# Выбранный текст
'''

Пожалуй, самый яркий пример, семантически и фонетически отсылающий нас к образности Серебряного века — «Утрое добро…» Точнее — в этом стихотворении поэт не просто связан с традициями поэзии начала прошлого века, но обнаруживает глубокое родство с наиболее авангардной гранью поэтической эстетики той эпохи — и в первую очередь с текстами Велимира Хлебникова. Здесь все особенности поэтического высказывания, описанные выше, получают исчерпывающее воплощение, атмосфера стиха наполнена ликованием, радостью от ощущения встречи, а каждое слово — полновесно и ценно само по себе:

 

Утрое добро, стихотворяне —

Мудрые правнуки Велимира!

Утрое добро, российского Слова — словяне,

Ювелиры баяно языческой лиры.

Утрое добро силы утроит.

Слово в устах свой почувствует вес.

И стихоскво́рец заливистым свистом устроит

Разоблачение тучных небес.

Утрое добро, стихотворяне!

'''

# Что нужно сделать
A) Ответьте на вопросы по фрагменту о стихотворении «Утрое добро…»:
(i) С чьими текстами, согласно фрагменту, стихотворение обнаруживает глубокое родство в первую очередь?
(ii) Как в стихотворении названы «стихотворяне» во второй строке?
(iii) Что устроит «стихоскво́рец» заливистым свистом?
B) Пожалуйста, изложите фрагмент о стихотворении «Утрое добро…» в двух предложениях.

(Строки набора данных для указания на объекты)
'''

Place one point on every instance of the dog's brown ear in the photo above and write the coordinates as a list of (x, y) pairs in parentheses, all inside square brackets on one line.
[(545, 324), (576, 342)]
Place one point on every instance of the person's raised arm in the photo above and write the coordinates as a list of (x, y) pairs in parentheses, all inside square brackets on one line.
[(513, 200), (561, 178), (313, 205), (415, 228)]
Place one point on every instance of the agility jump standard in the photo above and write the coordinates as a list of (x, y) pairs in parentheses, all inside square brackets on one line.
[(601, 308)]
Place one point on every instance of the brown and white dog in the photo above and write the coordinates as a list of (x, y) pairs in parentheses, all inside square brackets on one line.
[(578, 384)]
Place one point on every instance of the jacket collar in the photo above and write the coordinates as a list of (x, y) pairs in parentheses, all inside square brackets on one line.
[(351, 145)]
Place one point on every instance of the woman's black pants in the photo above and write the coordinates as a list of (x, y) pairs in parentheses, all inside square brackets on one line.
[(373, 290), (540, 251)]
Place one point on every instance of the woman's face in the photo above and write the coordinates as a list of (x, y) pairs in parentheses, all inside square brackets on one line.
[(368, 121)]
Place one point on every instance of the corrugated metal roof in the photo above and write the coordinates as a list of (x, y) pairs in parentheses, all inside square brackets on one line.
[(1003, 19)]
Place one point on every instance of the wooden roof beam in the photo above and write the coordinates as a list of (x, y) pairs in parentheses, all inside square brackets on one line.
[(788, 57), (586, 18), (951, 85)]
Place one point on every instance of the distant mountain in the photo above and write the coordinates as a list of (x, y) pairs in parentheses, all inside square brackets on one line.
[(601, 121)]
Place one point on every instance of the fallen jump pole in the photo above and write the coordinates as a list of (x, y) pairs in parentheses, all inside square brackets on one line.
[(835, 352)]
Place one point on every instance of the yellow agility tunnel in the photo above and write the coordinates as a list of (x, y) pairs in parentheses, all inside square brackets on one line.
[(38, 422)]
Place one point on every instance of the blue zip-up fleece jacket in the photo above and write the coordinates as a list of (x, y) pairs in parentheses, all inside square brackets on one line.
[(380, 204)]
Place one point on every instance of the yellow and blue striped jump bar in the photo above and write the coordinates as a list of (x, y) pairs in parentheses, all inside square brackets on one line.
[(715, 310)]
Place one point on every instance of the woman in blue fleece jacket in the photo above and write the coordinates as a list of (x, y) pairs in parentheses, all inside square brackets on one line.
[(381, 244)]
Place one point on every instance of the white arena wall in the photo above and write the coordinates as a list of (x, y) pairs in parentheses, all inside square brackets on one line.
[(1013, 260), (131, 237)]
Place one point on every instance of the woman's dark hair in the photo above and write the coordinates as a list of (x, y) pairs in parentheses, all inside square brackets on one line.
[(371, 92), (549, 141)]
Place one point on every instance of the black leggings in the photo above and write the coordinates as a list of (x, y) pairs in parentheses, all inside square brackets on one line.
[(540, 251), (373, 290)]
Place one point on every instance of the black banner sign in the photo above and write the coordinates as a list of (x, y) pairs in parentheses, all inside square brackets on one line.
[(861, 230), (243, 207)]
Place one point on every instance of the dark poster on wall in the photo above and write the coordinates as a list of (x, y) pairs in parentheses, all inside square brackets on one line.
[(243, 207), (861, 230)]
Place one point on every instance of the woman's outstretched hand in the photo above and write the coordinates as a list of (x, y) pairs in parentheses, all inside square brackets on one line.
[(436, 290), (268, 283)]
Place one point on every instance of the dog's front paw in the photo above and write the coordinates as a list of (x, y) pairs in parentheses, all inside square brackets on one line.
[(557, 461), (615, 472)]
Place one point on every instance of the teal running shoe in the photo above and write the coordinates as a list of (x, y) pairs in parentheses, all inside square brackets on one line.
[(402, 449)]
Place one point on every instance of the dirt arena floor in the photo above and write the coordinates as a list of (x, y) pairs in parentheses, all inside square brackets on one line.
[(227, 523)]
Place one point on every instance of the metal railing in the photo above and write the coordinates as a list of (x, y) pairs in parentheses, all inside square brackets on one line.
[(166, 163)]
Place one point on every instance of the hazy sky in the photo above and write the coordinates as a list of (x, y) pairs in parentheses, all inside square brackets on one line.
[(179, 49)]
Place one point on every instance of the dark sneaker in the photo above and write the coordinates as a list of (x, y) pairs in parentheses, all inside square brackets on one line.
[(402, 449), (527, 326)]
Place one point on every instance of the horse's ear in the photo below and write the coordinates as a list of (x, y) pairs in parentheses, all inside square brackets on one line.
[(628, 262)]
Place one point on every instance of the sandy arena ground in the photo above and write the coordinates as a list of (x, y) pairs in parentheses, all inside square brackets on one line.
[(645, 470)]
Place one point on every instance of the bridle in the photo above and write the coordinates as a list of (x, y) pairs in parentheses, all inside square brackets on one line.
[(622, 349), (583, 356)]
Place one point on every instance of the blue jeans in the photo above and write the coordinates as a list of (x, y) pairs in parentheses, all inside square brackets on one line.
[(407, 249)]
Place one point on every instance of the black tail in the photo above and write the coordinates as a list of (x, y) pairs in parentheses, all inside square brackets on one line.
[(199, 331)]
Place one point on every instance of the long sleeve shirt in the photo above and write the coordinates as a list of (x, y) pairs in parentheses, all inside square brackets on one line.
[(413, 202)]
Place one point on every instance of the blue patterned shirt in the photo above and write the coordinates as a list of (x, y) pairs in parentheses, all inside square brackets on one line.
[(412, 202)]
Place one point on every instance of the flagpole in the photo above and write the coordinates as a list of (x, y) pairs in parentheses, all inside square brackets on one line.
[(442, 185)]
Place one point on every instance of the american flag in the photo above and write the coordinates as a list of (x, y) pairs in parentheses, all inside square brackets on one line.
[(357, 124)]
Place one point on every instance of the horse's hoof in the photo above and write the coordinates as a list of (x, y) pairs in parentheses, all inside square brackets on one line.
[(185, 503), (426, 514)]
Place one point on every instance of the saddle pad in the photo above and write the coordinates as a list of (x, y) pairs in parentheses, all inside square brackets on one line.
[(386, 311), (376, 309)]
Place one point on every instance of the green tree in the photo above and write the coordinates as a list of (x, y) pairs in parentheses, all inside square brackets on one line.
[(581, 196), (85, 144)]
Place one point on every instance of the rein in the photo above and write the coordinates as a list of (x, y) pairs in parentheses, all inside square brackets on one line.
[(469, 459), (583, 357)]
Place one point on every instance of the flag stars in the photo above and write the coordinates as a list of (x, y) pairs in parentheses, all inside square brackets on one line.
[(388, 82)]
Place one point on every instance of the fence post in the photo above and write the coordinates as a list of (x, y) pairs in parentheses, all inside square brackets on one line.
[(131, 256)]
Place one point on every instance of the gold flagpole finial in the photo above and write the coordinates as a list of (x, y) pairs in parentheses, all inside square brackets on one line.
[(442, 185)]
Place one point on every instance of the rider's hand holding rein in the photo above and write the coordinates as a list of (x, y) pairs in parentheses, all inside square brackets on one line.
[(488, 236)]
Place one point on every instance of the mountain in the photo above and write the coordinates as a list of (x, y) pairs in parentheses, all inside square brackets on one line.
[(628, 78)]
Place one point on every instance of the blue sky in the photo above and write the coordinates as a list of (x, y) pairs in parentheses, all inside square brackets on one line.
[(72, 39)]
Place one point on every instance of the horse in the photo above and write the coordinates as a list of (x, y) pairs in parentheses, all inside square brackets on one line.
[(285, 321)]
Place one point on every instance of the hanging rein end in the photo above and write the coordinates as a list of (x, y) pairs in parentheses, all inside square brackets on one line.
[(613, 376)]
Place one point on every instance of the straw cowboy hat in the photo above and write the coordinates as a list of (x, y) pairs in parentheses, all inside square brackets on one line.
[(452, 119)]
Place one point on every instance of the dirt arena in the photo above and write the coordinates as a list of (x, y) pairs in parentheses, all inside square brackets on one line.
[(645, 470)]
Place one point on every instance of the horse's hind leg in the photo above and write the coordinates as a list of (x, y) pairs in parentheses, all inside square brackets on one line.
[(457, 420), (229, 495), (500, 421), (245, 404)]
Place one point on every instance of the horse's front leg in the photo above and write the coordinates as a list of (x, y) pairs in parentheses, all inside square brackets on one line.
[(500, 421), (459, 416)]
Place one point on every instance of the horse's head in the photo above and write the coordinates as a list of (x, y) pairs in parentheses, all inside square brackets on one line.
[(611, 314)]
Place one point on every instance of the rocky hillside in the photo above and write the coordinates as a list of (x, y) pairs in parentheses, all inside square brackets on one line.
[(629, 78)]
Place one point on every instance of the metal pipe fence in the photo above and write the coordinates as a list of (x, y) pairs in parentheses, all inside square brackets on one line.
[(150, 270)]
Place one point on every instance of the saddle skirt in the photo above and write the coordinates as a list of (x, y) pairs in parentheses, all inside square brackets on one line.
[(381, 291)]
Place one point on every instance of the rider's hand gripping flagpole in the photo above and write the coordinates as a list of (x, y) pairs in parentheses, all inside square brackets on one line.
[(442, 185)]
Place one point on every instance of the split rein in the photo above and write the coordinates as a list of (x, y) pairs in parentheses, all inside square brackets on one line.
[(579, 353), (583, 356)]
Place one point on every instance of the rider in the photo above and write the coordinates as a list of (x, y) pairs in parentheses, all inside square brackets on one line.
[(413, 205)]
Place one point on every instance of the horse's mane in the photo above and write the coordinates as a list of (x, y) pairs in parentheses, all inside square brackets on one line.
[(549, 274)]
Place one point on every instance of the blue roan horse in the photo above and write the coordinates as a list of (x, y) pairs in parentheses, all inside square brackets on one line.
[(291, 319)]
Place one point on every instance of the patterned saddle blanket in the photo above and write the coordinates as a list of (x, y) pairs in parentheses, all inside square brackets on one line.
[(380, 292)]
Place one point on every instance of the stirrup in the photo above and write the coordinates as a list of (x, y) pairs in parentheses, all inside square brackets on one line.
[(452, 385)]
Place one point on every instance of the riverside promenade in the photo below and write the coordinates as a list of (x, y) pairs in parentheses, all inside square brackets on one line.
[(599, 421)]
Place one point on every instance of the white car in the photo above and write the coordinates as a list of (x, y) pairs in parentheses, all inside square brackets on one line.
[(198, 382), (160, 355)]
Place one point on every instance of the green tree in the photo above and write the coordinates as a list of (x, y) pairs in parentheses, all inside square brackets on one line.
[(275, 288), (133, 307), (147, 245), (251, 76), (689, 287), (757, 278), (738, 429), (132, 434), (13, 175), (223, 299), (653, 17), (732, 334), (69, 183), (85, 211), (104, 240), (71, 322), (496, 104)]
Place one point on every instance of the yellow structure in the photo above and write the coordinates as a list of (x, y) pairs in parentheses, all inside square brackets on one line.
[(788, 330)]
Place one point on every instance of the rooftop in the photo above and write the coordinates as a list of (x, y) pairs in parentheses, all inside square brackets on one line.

'''

# Ответы к заданиям
A)
(i) С текстами Велимира Хлебникова.
(ii) «Мудрые правнуки Велимира».
(iii) «Разоблачение тучных небес».

B) Стихотворение «Утрое добро…» названо, пожалуй, самым ярким примером отсылки к образности Серебряного века. В нём поэт обнаруживает глубокое родство с наиболее авангардной гранью поэтической эстетики той эпохи, прежде всего с текстами Велимира Хлебникова, а атмосфера стиха наполнена ликованием и радостью от ощущения встречи.